▶ **WORK REQUEST**
What is needed is an exact copy of the line that contains "240), (1019, 457)]]" and of all later lines to the end of the records below, with no other lines.

▶ **PROVIDED MATERIAL**
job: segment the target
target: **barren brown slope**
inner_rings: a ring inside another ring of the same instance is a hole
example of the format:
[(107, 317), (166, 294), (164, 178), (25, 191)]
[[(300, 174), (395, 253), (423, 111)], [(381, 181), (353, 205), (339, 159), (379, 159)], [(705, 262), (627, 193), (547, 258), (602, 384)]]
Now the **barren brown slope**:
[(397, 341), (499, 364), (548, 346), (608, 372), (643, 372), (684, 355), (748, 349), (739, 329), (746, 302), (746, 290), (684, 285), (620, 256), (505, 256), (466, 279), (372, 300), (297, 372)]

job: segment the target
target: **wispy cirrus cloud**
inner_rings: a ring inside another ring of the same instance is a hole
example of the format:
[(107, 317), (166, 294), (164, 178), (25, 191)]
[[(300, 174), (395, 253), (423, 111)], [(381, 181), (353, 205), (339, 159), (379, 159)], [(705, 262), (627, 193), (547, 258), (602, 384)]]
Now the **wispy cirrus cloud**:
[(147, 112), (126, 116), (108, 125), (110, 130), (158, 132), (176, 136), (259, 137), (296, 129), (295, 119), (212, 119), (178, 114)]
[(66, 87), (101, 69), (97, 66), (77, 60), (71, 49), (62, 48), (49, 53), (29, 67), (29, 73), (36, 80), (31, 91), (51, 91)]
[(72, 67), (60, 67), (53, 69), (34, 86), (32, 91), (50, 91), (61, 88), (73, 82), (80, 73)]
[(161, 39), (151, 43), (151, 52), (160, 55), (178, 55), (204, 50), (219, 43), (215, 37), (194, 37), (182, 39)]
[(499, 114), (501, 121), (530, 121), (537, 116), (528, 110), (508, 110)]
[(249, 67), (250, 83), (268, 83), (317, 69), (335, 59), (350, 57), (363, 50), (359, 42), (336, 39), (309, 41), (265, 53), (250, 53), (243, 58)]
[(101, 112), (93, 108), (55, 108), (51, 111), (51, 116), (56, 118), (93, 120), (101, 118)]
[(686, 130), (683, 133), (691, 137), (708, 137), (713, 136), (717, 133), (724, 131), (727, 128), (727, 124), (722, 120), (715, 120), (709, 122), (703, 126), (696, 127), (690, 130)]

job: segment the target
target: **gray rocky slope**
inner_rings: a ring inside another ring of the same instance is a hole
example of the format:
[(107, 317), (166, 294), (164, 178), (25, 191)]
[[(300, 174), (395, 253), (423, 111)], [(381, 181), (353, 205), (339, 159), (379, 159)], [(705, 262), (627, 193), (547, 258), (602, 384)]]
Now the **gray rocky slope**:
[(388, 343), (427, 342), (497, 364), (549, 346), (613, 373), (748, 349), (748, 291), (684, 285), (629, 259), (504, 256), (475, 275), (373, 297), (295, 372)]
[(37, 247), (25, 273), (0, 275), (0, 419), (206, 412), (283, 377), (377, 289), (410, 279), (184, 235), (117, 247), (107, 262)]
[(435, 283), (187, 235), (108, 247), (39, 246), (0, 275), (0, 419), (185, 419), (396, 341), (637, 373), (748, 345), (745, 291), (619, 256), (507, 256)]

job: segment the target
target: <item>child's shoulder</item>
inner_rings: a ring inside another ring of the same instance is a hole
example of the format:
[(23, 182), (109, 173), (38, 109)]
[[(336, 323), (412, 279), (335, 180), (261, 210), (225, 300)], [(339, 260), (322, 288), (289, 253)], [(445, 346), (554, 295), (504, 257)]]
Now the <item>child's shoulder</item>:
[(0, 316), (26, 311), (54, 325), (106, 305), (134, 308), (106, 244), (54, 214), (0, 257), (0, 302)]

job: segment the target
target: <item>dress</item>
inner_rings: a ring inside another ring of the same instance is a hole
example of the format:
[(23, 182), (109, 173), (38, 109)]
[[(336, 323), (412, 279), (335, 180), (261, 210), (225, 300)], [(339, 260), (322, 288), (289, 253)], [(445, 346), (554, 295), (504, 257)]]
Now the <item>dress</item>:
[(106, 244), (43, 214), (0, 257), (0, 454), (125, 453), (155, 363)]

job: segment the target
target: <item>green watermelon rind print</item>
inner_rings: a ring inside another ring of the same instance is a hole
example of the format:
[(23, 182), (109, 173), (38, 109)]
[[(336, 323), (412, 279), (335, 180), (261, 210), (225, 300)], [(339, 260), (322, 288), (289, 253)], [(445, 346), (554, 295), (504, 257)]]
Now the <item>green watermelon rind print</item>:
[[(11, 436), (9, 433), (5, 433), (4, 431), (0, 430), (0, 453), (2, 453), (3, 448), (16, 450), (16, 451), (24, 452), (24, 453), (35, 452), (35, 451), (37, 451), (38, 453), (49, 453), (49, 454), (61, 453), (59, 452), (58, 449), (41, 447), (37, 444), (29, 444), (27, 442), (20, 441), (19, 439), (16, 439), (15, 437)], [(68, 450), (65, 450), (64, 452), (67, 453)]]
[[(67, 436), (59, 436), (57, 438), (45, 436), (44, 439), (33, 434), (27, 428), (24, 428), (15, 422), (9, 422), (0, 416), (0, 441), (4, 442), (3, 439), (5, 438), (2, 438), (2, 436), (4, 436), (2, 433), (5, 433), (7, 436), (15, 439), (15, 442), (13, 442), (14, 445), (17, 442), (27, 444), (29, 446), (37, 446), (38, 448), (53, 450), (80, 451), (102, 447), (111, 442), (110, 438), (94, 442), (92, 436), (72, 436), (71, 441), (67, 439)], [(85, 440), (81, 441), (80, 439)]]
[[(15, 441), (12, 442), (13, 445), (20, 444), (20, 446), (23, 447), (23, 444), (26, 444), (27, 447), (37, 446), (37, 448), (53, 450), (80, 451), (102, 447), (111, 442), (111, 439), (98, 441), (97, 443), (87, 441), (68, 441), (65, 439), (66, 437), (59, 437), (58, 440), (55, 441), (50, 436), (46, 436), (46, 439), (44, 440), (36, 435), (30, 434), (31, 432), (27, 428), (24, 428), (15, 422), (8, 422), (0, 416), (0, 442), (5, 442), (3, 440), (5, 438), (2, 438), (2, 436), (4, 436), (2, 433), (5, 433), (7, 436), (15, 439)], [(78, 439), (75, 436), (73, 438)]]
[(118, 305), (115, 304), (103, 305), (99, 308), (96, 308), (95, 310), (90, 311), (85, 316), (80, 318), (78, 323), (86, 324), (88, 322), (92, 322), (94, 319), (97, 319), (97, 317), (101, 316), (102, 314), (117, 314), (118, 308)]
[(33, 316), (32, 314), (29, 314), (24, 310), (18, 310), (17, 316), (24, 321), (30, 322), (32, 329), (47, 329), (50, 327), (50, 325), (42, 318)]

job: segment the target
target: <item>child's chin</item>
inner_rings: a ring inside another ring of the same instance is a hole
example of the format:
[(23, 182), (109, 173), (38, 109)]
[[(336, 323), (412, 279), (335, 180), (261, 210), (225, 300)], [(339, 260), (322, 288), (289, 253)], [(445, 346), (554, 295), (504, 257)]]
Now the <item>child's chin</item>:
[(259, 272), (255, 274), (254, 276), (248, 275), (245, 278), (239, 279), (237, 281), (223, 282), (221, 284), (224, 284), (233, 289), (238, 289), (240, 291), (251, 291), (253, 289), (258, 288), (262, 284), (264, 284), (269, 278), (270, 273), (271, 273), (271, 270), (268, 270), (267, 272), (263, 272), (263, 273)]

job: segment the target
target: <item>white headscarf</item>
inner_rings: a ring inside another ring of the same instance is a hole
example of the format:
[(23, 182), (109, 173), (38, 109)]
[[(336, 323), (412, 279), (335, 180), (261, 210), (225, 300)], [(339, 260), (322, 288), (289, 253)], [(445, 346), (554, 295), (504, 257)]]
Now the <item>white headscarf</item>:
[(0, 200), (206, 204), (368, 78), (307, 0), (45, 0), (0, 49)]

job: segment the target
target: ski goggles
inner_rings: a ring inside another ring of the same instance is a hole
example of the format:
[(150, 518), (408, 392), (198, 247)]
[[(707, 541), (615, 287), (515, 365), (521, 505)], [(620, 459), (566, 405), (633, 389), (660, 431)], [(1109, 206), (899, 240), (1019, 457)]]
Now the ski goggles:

▶ **RESPONSE BELOW**
[[(707, 541), (615, 287), (515, 365), (521, 505)], [(620, 459), (566, 405), (633, 389), (660, 431)], [(1109, 206), (899, 240), (1019, 457)]]
Now the ski goggles:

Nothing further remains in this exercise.